» WHAT YOU WILL DO
Rewrite the entries below as a numbered list, leaving out any blank lines.

[Records from a collection]
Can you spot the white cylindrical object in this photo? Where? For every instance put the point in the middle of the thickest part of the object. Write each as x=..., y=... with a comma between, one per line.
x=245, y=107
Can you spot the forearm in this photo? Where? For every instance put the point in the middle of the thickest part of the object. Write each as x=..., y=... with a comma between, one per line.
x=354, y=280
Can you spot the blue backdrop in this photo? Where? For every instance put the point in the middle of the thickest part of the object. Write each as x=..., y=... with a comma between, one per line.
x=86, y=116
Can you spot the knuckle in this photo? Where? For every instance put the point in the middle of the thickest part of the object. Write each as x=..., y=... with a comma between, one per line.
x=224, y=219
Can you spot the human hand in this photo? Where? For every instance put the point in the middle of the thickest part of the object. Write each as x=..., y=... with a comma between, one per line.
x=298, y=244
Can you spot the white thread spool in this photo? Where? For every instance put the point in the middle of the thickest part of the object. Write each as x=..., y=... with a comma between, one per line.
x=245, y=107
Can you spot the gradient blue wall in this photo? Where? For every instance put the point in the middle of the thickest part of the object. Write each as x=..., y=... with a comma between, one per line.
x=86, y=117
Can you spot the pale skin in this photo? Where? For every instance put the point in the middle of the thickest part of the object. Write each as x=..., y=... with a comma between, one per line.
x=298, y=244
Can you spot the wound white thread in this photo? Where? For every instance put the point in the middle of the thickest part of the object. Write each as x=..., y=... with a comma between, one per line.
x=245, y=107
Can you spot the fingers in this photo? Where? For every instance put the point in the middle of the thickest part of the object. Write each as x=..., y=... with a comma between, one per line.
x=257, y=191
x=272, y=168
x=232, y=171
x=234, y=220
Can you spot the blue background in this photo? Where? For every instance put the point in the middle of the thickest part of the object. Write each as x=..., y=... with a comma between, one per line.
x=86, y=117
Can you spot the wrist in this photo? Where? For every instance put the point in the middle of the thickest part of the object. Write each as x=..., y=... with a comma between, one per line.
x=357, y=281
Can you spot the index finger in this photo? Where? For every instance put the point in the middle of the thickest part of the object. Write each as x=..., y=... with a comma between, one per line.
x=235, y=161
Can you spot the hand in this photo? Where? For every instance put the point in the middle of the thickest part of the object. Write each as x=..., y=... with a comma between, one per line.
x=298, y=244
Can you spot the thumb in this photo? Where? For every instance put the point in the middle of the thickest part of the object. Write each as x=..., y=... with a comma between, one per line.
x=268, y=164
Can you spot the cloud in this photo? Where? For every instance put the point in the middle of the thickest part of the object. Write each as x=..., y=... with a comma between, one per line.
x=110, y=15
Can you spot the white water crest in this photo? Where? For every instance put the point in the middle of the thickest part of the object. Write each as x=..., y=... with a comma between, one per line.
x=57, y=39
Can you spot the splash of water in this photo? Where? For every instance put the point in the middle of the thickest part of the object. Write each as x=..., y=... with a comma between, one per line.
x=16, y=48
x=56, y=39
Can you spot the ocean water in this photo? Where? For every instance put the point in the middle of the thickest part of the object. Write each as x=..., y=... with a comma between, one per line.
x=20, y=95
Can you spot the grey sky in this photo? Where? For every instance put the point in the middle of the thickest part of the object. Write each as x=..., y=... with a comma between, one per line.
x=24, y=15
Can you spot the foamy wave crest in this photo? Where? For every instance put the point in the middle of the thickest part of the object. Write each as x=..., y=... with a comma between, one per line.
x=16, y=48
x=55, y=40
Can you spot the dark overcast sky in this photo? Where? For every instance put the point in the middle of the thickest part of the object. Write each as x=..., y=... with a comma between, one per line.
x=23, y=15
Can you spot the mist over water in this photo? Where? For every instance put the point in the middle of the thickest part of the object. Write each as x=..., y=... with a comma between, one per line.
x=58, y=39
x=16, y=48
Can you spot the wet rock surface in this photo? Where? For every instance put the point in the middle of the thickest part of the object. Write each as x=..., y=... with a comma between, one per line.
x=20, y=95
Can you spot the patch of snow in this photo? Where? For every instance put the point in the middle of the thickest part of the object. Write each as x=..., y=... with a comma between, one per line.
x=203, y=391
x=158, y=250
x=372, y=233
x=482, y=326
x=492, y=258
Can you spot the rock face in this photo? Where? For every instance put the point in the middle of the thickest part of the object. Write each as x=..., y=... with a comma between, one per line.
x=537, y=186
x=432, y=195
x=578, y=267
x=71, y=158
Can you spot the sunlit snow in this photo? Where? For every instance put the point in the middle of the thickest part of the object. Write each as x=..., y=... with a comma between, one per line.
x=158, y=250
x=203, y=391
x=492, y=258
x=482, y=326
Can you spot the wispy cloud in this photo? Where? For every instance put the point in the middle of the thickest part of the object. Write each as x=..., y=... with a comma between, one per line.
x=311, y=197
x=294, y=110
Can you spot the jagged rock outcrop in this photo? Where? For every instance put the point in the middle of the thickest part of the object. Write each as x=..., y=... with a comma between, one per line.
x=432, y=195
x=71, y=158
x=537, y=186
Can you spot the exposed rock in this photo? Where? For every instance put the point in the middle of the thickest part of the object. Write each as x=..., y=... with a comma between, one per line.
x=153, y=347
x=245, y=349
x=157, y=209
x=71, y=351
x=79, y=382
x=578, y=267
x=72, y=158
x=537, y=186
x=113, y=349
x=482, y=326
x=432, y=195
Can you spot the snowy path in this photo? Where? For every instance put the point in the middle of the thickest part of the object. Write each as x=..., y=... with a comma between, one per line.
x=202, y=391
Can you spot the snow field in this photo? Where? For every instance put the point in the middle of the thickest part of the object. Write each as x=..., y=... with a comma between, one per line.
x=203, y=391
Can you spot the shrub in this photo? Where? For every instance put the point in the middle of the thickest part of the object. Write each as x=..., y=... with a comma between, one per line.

» RESPONSE TO THE EXERCISE
1. Can you spot the white cylindrical object in this photo? Where? For every instance put the point in the middle of the thickest part of the object. Write each as x=..., y=... with a comma between, one per line.
2. x=245, y=107
3. Can you spot the forearm in this photo? Where? For every instance put the point in the middle of the thickest part of the object. Write each as x=..., y=... with a comma between, one per line.
4. x=354, y=280
5. Can you spot the blue backdrop in this photo? Where? For every instance put the point in the middle of the thickest part of the object. Write each as x=..., y=... with a comma between, one per line.
6. x=86, y=116
7. Can you spot the knuckle in this photo? Where? For every instance put the point in the middle of the thickest part of the object. Write each as x=..., y=... with a comma between, one per line.
8. x=224, y=219
9. Can you spot the human hand in this photo? Where? For every instance put the point in the middle of the thickest part of the object. Write each as x=..., y=... with a comma between, one per line.
10. x=298, y=244
11. Can you spot the white thread spool in this photo? Where? For every instance put the point in the middle of the thickest part of the object. Write each as x=..., y=... with a comma between, one per line.
12. x=245, y=107
13. Can you spot the gradient blue wall in this photo? Where? For every instance put the point in the middle of the thickest part of the object. Write each as x=..., y=... with a comma between, one per line.
14. x=86, y=117
15. Can you spot the pale skin in this photo? Where? For every instance put the point in the middle of the thickest part of the object. Write each as x=..., y=... with a comma between, one per line.
16. x=298, y=244
17. Can you spot the wound white thread in this photo? Where? For every instance put the point in the middle of the thickest part of the object. Write each as x=..., y=... with a comma between, one per line.
18. x=245, y=107
19. Can you spot the fingers in this photo? Where? For every instance put the point in the middle of the thickest part of the object. Write each as x=..., y=... with a comma between, one per line.
20. x=257, y=191
21. x=272, y=168
22. x=232, y=171
23. x=234, y=220
24. Can you spot the blue background in this photo? Where? For every instance put the point in the middle of the thickest part of the object. Write each as x=..., y=... with a comma between, one per line.
25. x=86, y=117
26. Can you spot the wrist in this photo? Where? For every instance put the point in the middle of the thickest part of the object. Write each as x=..., y=... with a comma between, one per line.
27. x=357, y=281
28. Can you spot the index finger in this photo? Where? For every instance put the point in the middle of the thickest part of the object. Write each as x=..., y=... with a comma between, one per line.
29. x=235, y=161
30. Can you spot the hand in this photo? Where? For every instance put the point in the middle of the thickest part of the object. Write each as x=..., y=... with a comma between, one per line.
31. x=298, y=244
32. Can you spot the thumb in this photo? Where? For every instance put the point in the middle of the thickest part of the object. Write each as x=..., y=... with a comma between, one per line.
33. x=268, y=164
34. Can you spot the cloud in this photo? Where? For every instance put the point in the middle of the thickest part of the object. Write each as x=..., y=... with a comma between, one per line.
35. x=110, y=15
36. Can you spot the white water crest in this photo? Where? For every instance put the point in the middle of the thickest part of the object. Write each as x=..., y=... with a comma between, one per line.
37. x=57, y=39
38. Can you spot the splash of water in this photo? Where? For every instance put the point in the middle of the thickest part of the object. Write each as x=..., y=... with a comma between, one per line.
39. x=16, y=48
40. x=56, y=39
41. Can you spot the ocean water in this photo? Where? For every instance put the point in the middle of the thickest part of the object. Write each as x=..., y=... with a comma between, one per line.
42. x=20, y=95
43. Can you spot the grey sky in this photo? Where? For every instance put the point in the middle of the thickest part of the object. Write each as x=..., y=... with a comma between, one per line.
44. x=24, y=15
45. Can you spot the foamy wave crest in this photo? Where? For every instance put the point in the middle of the thickest part of the object. Write each as x=..., y=... with a comma between, one per line.
46. x=16, y=48
47. x=55, y=40
48. Can you spot the dark overcast sky in this photo? Where? For every instance put the point in the middle of the thickest part of the object. Write each as x=..., y=... with a comma between, one per line.
49. x=23, y=15
50. Can you spot the mist over water in this photo? Where? For every instance put the point in the middle of the thickest part of the object. Write each as x=..., y=... with a comma between, one per line.
51. x=58, y=39
52. x=16, y=48
53. Can you spot the wet rock surface in this photo? Where? For every instance put the point in the middle of the thickest part of the object. Write each as x=..., y=... with a comma between, one per line.
54. x=20, y=95
55. Can you spot the patch of snow in this photo? Where? For every instance put the point in the middle of the thickest part of the object. Write each as x=..., y=... with a comma between, one per line.
56. x=203, y=391
57. x=158, y=250
58. x=372, y=233
59. x=482, y=326
60. x=492, y=258
61. Can you spot the rock face in this photo? Where? For every instance put the point in the middle of the thickest part of the object. Write each as x=..., y=... with a comma between, one per line.
62. x=537, y=186
63. x=432, y=195
64. x=578, y=267
65. x=71, y=158
66. Can you spot the sunlit snow in this photo? Where? For every instance put the point in the middle of the thickest part of the object. Write each as x=..., y=... with a comma between, one per line.
67. x=158, y=250
68. x=203, y=391
69. x=492, y=258
70. x=482, y=326
71. Can you spot the wispy cloud in this photo? Where? For every instance put the point in the middle of the thickest part of the object. Write each as x=..., y=... with a comma between, one per line.
72. x=311, y=197
73. x=294, y=110
74. Can you spot the jagged rock outcrop in this photo? Where? For every instance put the point in the middle of the thickest part of the object. Write each as x=..., y=... with a comma between, one per line.
75. x=432, y=195
76. x=71, y=158
77. x=537, y=186
78. Can you spot the exposed rock in this photo? Where? For every instance put the point in the middle of the thickest part of the object. Write each as x=..., y=... with a comma between, one per line.
79. x=153, y=347
80. x=245, y=349
81. x=157, y=209
82. x=71, y=351
83. x=79, y=382
84. x=578, y=267
85. x=72, y=158
86. x=537, y=186
87. x=113, y=349
88. x=482, y=326
89. x=432, y=195
90. Can you spot the snowy path in this photo? Where? For every instance put the point in the middle of the thickest part of the object. Write each as x=..., y=... with a comma between, one per line.
91. x=202, y=391
92. Can you spot the snow field in this photo? Where? For every instance put the point in the middle of the thickest part of the object. Write each as x=..., y=... with a comma between, one per line.
93. x=203, y=391
94. Can you spot the shrub in this photo? Where? For every instance put the point in the middle of the thickest part of the object. Write each as x=..., y=... with a comma between, one per line.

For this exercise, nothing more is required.